Extract provided:
---

Harrison’s mounted troops shattered the British lines at the start of the battle, leaving Tecumseh’s Indian force to carry the weight of the contest. They fought gallantly, and none more gallantly than their leader. Tecumseh placed himself in the thickest of the struggle. He urged his comrades forward, shouting defiance and showing the way. In his exposed position he was an irresistible target for the American rifles. One bullet hit him in the arm. He paused just long enough to bind the wound before taking up weapons again. He drew more bullets and went down.
His fall demoralized his warriors, and the battle degenerated into a rout. Proctor fled the field, leaving several hundred of his troops to surrender. The casualties were surprisingly light, given the lopsidedness of the outcome. Harrison counted twelve British dead and twenty-two wounded, against twelve American dead and seventeen wounded. “The Indians suffered most,” he added, “thirty-three of them having been found upon the ground besides those killed in the retreat.”
The Indian dead included Tecumseh. “I saw him with my own eyes,” Thomas Rowland, a major under Harrison, explained. “It was the first time I had seen this celebrated chief. There was something so majestic, so dignified, and yet so mild in his countenance, as he lay stretched on the ground where a few moments before he had rallied his men to the fight, that while gazing on him with admiration and pity, I forgot he was a savage. . . . He had such a countenance as I shall never forget.”
T
ecumseh’s death killed his hopes of rolling back the tide of white settlement. Indian resistance would continue, but the unity he preached and imperfectly accomplished couldn’t survive without its apostle and ablest practitioner. Neither whites nor Indians had ever seen his like or would see it again.
Jackson applauded the death of the Shawnee leader and would have appreciated it more had he not been utterly occupied trying to hold his own army together. The men were constantly hungry. Provisions never arrived on time, and when they did arrive they fell far short of the need. Clothing wore thin and then out. Hundreds of miles of marching had put holes in shoes and boots, finally leaving the worst-shod unshod entirely. The weather turned cold, and the men shivered in the rain. The one thing that kept many of the volunteers from abandoning the field dishonorably was the knowledge that their honorable discharge would come in early December.

---

Source material:
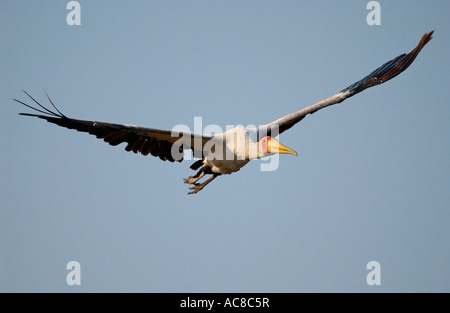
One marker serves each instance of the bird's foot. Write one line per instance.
(196, 188)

---

Work to do:
Reproduce the portion of the passage on Tecumseh's death above that lies between "The Indian dead" and "see it again.", inclusive.

Complete response:
The Indian dead included Tecumseh. “I saw him with my own eyes,” Thomas Rowland, a major under Harrison, explained. “It was the first time I had seen this celebrated chief. There was something so majestic, so dignified, and yet so mild in his countenance, as he lay stretched on the ground where a few moments before he had rallied his men to the fight, that while gazing on him with admiration and pity, I forgot he was a savage. . . . He had such a countenance as I shall never forget.”
T
ecumseh’s death killed his hopes of rolling back the tide of white settlement. Indian resistance would continue, but the unity he preached and imperfectly accomplished couldn’t survive without its apostle and ablest practitioner. Neither whites nor Indians had ever seen his like or would see it again.